%%
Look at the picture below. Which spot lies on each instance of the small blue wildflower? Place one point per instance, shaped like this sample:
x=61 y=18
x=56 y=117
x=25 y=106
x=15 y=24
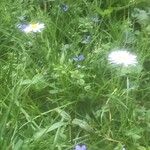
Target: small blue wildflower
x=64 y=7
x=80 y=147
x=86 y=39
x=22 y=26
x=79 y=58
x=95 y=19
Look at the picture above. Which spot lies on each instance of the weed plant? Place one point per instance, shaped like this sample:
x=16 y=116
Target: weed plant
x=58 y=88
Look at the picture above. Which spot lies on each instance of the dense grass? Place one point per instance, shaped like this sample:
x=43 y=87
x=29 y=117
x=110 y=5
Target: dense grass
x=48 y=101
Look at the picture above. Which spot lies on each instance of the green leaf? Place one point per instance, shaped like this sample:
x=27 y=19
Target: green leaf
%%
Print all of the material above word for word, but leave the picture out.

THE RESULT >>
Look at the picture below. Which spot lies on each instance of the small blue wildflower? Place one point per instance, shaped like this sample:
x=61 y=18
x=56 y=117
x=25 y=106
x=15 y=24
Target: small blue wildflower
x=64 y=7
x=80 y=147
x=86 y=39
x=22 y=26
x=79 y=58
x=95 y=19
Look at the picture above. Which spot lies on each instance of the weed plant? Place one point per instance, shaped like this sample:
x=16 y=116
Target: weed plant
x=58 y=88
Look at the picture above. Which spot lies on each instance of the dense grass? Place one point per instance, shaped like this sample:
x=43 y=87
x=29 y=117
x=110 y=5
Target: dense grass
x=48 y=101
Look at the picture above. Which spot lies on each instance of the green leaf? Place one point per instance, shaped like this sample:
x=27 y=19
Target: green leaf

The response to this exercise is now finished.